▶ _WHAT THIS TASK INVOLVES_
What you return should be the lines from the one with "Expected: for every instance of the wooden plank" through the one with "Expected: for every instance of the green foliage" in the data below, reproduced exactly with both ends, and no pictures at all.

INFORMATION Block Start

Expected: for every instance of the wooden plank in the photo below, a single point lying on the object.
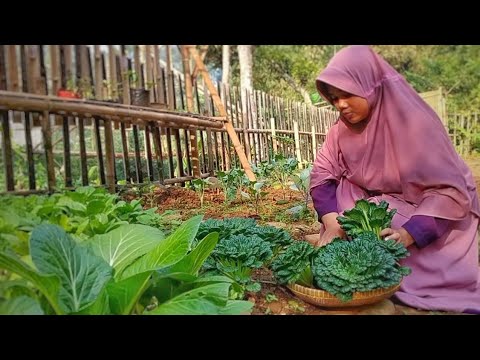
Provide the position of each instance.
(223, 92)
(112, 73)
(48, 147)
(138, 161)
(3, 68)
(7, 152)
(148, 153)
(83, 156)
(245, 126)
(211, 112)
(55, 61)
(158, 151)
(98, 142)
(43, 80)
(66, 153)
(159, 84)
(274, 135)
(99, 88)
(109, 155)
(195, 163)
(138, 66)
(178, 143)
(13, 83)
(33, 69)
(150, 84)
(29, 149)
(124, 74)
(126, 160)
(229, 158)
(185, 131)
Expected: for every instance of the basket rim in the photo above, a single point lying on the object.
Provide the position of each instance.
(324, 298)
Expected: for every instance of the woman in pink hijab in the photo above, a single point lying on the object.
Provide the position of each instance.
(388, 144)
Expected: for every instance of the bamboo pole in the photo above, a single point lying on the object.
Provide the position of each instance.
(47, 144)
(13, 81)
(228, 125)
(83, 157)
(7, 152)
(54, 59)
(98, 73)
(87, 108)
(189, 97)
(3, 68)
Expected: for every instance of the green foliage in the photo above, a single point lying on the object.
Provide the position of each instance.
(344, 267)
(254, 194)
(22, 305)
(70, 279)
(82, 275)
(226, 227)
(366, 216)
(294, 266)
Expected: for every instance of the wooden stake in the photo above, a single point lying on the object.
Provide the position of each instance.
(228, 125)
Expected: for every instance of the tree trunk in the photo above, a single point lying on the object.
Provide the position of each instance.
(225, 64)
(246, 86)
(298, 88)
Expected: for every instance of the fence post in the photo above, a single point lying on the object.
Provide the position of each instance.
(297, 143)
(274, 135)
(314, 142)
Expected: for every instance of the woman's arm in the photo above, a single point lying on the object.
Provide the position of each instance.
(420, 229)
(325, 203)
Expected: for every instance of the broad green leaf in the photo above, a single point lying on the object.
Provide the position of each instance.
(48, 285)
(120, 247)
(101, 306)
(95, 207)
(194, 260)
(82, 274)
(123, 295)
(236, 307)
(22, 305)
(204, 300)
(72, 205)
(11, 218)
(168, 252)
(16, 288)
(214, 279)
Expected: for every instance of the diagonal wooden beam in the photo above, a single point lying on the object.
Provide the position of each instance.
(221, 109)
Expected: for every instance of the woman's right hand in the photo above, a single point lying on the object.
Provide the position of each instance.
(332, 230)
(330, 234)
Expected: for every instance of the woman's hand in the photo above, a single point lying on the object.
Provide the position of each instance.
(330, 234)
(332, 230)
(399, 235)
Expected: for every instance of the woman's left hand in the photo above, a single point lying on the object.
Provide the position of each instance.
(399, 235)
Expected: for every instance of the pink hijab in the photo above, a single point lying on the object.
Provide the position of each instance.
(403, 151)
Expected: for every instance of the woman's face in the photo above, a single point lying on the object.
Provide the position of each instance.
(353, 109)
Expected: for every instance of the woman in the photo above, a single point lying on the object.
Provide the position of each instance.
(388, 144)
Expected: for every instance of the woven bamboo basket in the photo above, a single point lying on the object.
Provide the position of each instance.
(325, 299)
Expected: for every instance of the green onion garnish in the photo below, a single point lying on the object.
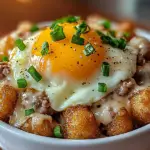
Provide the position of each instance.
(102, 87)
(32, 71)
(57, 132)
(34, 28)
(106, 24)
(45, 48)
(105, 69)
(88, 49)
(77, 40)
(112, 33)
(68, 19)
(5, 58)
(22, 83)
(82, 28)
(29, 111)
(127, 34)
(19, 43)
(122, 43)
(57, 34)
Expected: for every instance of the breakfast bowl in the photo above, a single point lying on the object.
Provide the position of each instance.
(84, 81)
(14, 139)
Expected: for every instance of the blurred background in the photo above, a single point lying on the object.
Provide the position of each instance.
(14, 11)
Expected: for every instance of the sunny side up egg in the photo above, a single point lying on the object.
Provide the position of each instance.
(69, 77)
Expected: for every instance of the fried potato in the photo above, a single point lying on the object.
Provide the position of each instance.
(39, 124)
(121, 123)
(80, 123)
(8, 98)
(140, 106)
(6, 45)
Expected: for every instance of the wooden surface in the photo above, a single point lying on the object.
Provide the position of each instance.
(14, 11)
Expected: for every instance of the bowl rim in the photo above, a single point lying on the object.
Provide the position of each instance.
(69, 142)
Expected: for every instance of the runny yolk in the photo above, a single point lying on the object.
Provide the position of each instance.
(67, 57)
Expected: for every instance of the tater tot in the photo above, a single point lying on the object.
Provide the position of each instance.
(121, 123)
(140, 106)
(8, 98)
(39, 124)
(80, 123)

INFORMATION Block End
INFORMATION Block Start

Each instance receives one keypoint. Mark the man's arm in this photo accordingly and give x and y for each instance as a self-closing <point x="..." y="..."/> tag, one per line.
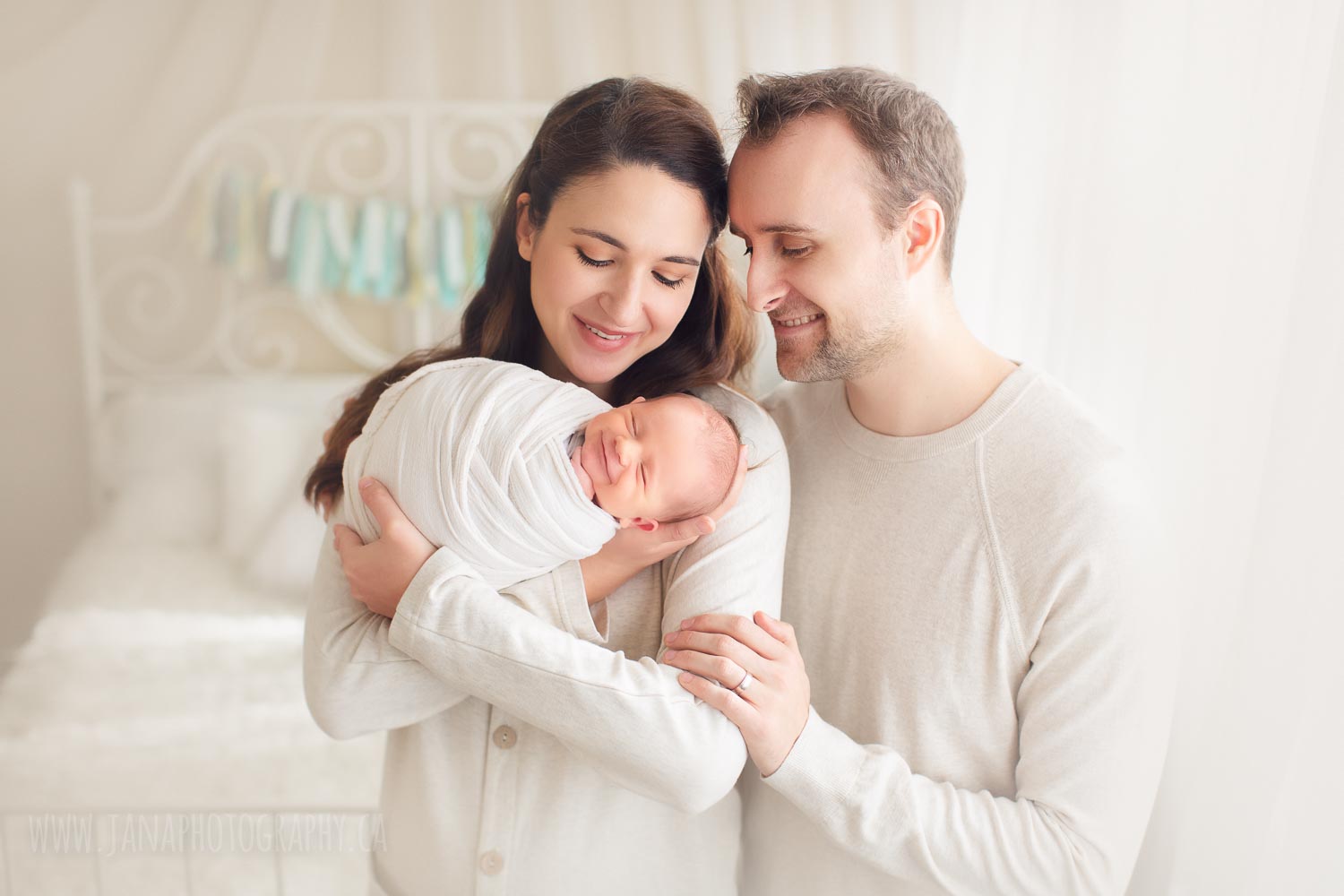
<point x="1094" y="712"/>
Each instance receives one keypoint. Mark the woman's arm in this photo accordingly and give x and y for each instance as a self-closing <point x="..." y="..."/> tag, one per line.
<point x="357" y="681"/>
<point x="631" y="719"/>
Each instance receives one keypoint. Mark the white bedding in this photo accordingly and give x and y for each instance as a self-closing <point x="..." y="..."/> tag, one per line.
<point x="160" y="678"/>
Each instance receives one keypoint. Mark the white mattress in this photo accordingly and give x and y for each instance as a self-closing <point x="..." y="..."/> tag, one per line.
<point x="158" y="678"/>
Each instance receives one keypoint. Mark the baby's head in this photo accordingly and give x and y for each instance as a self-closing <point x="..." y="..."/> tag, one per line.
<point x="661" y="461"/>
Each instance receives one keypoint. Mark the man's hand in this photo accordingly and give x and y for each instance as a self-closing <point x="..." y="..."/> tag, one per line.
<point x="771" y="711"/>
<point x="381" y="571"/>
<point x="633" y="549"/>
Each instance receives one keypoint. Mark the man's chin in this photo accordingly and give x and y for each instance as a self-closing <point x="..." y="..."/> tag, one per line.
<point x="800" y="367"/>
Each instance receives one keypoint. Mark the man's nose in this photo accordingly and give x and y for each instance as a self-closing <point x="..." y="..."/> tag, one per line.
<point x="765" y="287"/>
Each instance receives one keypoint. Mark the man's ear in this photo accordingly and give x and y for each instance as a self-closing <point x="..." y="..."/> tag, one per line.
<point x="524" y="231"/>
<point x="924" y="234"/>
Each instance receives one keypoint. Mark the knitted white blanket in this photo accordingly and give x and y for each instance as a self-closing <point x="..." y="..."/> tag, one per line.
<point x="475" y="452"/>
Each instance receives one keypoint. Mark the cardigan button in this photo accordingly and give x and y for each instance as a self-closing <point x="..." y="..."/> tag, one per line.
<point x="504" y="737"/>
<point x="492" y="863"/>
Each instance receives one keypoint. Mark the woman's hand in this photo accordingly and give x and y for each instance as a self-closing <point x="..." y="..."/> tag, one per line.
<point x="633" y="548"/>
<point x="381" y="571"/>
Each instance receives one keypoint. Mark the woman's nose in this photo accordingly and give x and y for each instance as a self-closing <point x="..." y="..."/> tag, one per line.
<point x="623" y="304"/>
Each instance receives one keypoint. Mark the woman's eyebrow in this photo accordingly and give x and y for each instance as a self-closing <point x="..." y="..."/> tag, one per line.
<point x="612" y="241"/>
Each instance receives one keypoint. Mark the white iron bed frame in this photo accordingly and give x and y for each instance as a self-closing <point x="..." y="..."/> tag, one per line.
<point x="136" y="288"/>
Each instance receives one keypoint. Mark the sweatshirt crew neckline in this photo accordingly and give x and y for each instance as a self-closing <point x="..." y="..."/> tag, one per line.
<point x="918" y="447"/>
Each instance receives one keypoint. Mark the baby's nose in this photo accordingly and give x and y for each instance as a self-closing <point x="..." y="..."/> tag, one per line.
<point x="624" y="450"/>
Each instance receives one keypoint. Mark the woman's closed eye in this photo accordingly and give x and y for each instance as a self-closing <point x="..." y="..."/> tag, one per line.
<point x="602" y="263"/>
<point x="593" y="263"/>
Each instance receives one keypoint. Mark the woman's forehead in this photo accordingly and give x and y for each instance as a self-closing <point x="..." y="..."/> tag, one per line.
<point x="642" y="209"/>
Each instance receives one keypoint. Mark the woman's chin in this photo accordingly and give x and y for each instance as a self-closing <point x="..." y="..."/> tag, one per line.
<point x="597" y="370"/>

INFORMATION Block End

▶ _RESULT_
Expected: for every instance of the wooden plank in the photo below, a single point lying on the object.
Provide the position of each instance.
(223, 92)
(112, 73)
(48, 147)
(138, 161)
(3, 68)
(7, 152)
(148, 153)
(83, 156)
(245, 126)
(211, 112)
(55, 61)
(158, 151)
(98, 142)
(43, 80)
(66, 153)
(159, 84)
(274, 135)
(99, 88)
(109, 155)
(195, 163)
(138, 66)
(178, 143)
(13, 83)
(33, 69)
(150, 84)
(29, 149)
(124, 74)
(126, 160)
(229, 158)
(185, 131)
Expected: for every instance of the basket rim in the photo above, a single point lying on the object.
Provide the position of each instance.
(324, 298)
Expected: for every instance of the woman in pink hijab in the photo above, a single point lying on the object.
Provide the position of each instance.
(388, 144)
Expected: for every instance of the bamboo pole in the photo above, a single point lying on the object.
Provide the position of each instance.
(47, 144)
(13, 81)
(228, 125)
(83, 157)
(7, 152)
(54, 59)
(98, 73)
(87, 108)
(189, 97)
(3, 68)
Expected: for every instance of the green foliage in the photo above, a single point lying on the object.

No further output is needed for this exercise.